WHAT IS REQUIRED -
In the listing below, take the lines between the one holding "Return one point per instance of the cloudy" and the one holding "pixel 518 576", inclusive, and write them out again, switching "curb" to "sidewalk edge" while leaving everything else unchanged.

MATERIAL SUPPLIED -
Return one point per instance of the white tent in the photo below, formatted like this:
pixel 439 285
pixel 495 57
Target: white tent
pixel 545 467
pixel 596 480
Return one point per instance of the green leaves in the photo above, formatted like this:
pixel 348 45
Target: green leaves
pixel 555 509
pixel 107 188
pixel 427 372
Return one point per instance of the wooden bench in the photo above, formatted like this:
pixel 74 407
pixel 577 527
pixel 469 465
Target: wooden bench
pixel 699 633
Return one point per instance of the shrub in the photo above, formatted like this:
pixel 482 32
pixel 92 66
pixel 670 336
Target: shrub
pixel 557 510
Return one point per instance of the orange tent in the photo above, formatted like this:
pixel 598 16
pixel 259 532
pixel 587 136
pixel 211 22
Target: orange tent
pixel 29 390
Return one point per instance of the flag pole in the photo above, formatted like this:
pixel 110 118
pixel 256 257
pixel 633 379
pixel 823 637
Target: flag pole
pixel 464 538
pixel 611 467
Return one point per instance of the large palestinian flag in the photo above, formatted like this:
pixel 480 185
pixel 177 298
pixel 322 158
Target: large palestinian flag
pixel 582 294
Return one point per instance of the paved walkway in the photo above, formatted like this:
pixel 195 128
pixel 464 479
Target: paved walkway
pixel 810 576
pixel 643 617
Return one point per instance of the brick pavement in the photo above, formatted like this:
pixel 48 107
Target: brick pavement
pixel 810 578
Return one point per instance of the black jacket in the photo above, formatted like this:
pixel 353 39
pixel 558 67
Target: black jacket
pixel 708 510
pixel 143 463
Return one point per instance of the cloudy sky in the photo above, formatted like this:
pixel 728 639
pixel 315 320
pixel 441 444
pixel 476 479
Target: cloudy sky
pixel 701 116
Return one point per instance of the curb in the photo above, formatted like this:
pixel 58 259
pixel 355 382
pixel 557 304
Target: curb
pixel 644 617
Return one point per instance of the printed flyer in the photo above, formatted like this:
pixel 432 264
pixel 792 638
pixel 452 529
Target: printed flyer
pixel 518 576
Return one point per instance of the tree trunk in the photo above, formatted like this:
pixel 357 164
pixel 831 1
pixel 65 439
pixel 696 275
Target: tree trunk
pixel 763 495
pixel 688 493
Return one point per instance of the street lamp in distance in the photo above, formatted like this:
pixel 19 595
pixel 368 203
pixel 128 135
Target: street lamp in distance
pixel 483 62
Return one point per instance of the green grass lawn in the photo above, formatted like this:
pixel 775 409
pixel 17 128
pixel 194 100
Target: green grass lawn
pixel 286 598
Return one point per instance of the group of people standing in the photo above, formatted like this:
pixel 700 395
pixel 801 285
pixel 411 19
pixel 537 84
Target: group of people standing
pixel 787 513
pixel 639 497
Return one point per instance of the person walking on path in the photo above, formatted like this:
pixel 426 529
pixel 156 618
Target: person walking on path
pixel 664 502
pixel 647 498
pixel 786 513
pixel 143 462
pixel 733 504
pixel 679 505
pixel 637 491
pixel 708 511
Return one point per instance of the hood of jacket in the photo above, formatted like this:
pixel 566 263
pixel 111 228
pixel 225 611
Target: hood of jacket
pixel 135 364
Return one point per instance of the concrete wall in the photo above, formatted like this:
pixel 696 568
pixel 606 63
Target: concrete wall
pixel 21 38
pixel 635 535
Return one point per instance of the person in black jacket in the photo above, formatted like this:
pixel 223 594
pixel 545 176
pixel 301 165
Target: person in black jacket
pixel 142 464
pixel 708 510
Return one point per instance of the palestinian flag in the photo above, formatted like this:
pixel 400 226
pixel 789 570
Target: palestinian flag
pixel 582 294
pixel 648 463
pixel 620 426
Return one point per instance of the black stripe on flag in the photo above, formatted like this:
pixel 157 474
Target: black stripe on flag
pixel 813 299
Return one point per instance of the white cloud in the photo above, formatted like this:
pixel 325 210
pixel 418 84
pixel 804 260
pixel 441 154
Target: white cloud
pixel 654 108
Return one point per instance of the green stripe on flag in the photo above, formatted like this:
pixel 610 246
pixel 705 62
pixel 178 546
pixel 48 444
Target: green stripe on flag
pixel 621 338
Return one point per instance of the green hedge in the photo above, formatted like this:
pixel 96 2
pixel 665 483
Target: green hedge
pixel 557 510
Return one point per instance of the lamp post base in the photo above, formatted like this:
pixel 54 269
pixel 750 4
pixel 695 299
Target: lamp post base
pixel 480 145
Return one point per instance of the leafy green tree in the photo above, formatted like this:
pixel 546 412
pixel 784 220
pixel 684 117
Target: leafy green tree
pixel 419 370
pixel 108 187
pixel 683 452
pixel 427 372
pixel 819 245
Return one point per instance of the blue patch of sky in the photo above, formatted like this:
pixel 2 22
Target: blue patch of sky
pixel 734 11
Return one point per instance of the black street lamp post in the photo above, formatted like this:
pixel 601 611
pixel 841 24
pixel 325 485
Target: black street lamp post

TASK OUTPUT -
Return one point per instance of the cloudy sky in the photo above, formatted like this:
pixel 728 639
pixel 315 320
pixel 441 444
pixel 476 479
Target: cloudy sky
pixel 701 116
Return one point per instance of the sidewalk edge in the photo above, formatted like this:
pixel 58 259
pixel 355 382
pixel 557 304
Target: sidewalk edge
pixel 644 617
Return one point per instance of the printed flyer in the photo above, formatted like this:
pixel 432 264
pixel 792 638
pixel 452 529
Target: printed flyer
pixel 518 576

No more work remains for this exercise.